Copy every line of the records below word for word, keeping the same order.
BEGIN EXTRACTED MATERIAL
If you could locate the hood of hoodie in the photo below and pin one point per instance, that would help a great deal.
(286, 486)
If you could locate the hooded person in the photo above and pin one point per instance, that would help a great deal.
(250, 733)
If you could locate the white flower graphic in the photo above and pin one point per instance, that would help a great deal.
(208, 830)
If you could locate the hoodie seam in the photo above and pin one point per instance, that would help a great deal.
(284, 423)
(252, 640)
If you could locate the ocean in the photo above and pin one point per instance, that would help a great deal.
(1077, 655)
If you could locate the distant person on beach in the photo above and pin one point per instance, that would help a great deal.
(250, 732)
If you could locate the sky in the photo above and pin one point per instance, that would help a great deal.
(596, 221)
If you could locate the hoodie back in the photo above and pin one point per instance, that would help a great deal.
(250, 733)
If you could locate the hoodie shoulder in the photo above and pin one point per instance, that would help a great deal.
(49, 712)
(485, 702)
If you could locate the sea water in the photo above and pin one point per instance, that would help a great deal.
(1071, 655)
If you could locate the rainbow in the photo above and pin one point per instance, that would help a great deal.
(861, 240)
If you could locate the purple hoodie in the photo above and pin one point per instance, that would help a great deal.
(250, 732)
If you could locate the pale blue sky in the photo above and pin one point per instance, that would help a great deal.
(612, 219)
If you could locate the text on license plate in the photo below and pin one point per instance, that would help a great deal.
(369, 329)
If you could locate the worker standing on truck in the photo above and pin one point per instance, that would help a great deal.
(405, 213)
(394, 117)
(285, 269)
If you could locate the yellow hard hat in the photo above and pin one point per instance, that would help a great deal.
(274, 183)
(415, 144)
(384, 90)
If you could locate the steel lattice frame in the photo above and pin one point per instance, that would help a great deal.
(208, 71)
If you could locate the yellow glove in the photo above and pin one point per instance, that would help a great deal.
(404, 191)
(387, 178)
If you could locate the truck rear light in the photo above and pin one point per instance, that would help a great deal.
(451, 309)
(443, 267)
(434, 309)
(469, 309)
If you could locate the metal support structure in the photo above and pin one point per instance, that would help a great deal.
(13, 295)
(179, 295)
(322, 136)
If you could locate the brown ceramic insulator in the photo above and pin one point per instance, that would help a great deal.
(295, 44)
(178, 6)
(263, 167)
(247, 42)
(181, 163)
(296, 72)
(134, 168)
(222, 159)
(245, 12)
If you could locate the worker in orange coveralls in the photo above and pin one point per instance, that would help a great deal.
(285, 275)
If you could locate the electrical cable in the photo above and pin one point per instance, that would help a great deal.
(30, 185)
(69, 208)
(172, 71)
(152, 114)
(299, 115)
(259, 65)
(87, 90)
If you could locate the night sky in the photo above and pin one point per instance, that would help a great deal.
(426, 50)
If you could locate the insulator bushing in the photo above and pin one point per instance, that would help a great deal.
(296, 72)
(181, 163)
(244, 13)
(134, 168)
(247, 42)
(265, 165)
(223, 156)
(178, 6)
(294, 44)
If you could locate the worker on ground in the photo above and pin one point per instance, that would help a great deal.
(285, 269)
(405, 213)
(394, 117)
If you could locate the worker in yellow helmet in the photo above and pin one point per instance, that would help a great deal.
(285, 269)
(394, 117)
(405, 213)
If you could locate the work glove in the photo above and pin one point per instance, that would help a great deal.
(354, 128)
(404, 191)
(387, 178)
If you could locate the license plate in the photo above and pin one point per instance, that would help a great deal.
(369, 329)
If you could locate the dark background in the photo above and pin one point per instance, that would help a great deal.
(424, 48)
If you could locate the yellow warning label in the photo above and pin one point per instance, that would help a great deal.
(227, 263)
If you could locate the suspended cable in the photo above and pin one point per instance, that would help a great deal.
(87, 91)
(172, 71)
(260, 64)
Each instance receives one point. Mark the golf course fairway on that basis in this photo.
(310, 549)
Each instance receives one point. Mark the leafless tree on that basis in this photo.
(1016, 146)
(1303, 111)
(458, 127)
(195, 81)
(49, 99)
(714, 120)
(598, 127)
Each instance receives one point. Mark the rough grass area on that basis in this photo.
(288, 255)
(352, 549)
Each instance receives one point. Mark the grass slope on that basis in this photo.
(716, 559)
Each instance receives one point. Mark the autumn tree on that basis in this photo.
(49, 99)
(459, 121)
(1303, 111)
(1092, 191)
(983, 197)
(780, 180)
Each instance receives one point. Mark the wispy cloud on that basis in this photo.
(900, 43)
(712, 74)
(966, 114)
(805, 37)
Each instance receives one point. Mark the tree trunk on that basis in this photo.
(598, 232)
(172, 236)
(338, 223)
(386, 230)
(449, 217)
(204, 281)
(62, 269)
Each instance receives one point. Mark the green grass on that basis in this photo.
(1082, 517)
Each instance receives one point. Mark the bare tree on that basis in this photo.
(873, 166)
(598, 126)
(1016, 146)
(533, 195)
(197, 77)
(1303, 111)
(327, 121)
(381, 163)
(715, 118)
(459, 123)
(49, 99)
END EXTRACTED MATERIAL
[COMPLETE RESPONSE]
If you could locate the hood of hoodie in the photo below and pin one point per instance, that would help a great deal.
(286, 486)
If you could locate the hooded person in the photo above and pin one point per instance, that would help a great deal.
(250, 733)
If you could locate the white flower graphic in the photo above and pin one point per instance, that would help a great deal.
(208, 830)
If you could locate the hoodie seam in the photo above and pin one point per instance, that would help a great deal.
(284, 423)
(252, 640)
If you could locate the ocean in the photo above and pin one point per instance, that would help a great deal.
(1077, 655)
If you could locate the distant person on beach in the photo above and pin one point per instance, that would help a great deal.
(250, 732)
If you could locate the sky in the photo above and pin one point per instance, that would help a great deal.
(596, 221)
If you could locate the hoodie back in the photo above and pin one point per instance, that would help a great deal.
(250, 733)
If you could locate the hoodie shoulder in the photo above and pin one point per instance, that would help a great deal.
(49, 712)
(485, 702)
If you could locate the sea water in the photo above and pin one point per instance, that would help a great deal.
(1071, 655)
If you could locate the rainbow in the photo above and pin one point per instance, that would help a great deal.
(861, 240)
If you could locate the purple hoodie in the photo above and pin one point per instance, that would help a great deal.
(250, 732)
If you could locate the pale blue sky in the photo above and pin one point per instance, that would help a great deal.
(612, 219)
If you could locate the text on license plate in the photo below and pin one point per instance, that would help a great deal.
(369, 329)
If you could locate the worker standing on truck in the photo above and pin one point per instance, that would help a great deal.
(405, 213)
(394, 117)
(285, 269)
If you could locate the yellow hard hat in the photo above and pin one point per instance, that would help a great deal.
(274, 183)
(415, 144)
(384, 90)
If you could locate the steel lattice frame in the photo above and pin one point per instance, that would help a great deal.
(208, 71)
If you could locate the yellow glove in the photo above and pin one point per instance, that would help a great deal.
(404, 191)
(387, 178)
If you could locate the truck rear light in the photo above and pin one point per instance, that would help a great deal.
(451, 309)
(443, 267)
(434, 309)
(469, 309)
If you could locate the metal support structure in the photo above and pin one point per instance, that would help a great deal.
(13, 295)
(179, 295)
(322, 136)
If you could locate the brown ceramic insulator in the photo above and pin one point per instance, that would help a great deal.
(295, 44)
(178, 6)
(263, 167)
(247, 42)
(181, 163)
(296, 72)
(134, 168)
(222, 159)
(245, 12)
If you could locate the worker in orange coveralls in the photo above and pin one point per instance, that would help a great deal.
(285, 275)
If you could locate the electrical cable in the photo above and pin one point per instance, that would help a great deal.
(30, 185)
(69, 208)
(172, 71)
(152, 114)
(299, 115)
(259, 65)
(87, 90)
If you could locate the night sky in the photo above and pin one point per instance, that would help a great deal.
(426, 50)
If you could locate the insulator bushing in the photo above and pin one point per instance, that would help a great deal.
(296, 72)
(181, 163)
(244, 13)
(134, 168)
(247, 42)
(265, 165)
(223, 156)
(178, 6)
(294, 44)
If you could locate the worker on ground in the photo above and pin one point per instance, that would help a great deal.
(285, 269)
(405, 213)
(394, 117)
If you could locate the worker in yellow helmet in the photo above and pin one point per instance, that would help a great deal.
(285, 269)
(394, 117)
(405, 213)
If you could locate the work glove in the photo above and pin one point per instance, that would help a great deal.
(354, 128)
(404, 191)
(387, 178)
If you could locate the license plate in the photo above and pin one point per instance, that would help a great deal.
(369, 329)
If you could locate the dark background in the photo above and pin one point per instance, that would help a great deal.
(424, 48)
If you could locate the yellow warning label in the photo above and pin one point per instance, that would help a great deal.
(227, 263)
If you could locate the suspended cable in the photo above and pin one point per instance, that would help a great deal.
(87, 91)
(172, 71)
(260, 64)
Each instance receives one point. Mark the golf course fairway on that basis in this photo.
(310, 549)
Each instance receives one point. Mark the leafless tree on that basis in this photo.
(1016, 146)
(1303, 111)
(458, 127)
(195, 81)
(49, 99)
(714, 120)
(598, 127)
Each instance receives one point. Mark the rough grass area on that basis in this photo.
(288, 255)
(352, 549)
Each instance receives one point. Mark the grass slope on that basis in this photo.
(716, 559)
Each instance receives one point. Mark the autumn tree on that basis in this photo.
(49, 99)
(459, 121)
(1303, 111)
(1092, 191)
(983, 197)
(780, 180)
Each instance receives one point. Mark the wispy cloud on that basis in this photo.
(900, 43)
(712, 74)
(966, 114)
(805, 37)
Each instance receives one point. Mark the tree trunk on that basis in this photo.
(598, 232)
(172, 236)
(338, 223)
(386, 230)
(449, 217)
(204, 281)
(62, 269)
Each instance receives one point. Mark the green grass on that basis in this photo.
(1082, 517)
Each instance receives one point. Mark the bare tree on that basis in this photo.
(873, 166)
(598, 126)
(1016, 146)
(533, 195)
(197, 77)
(1303, 111)
(327, 121)
(381, 163)
(715, 118)
(459, 123)
(49, 99)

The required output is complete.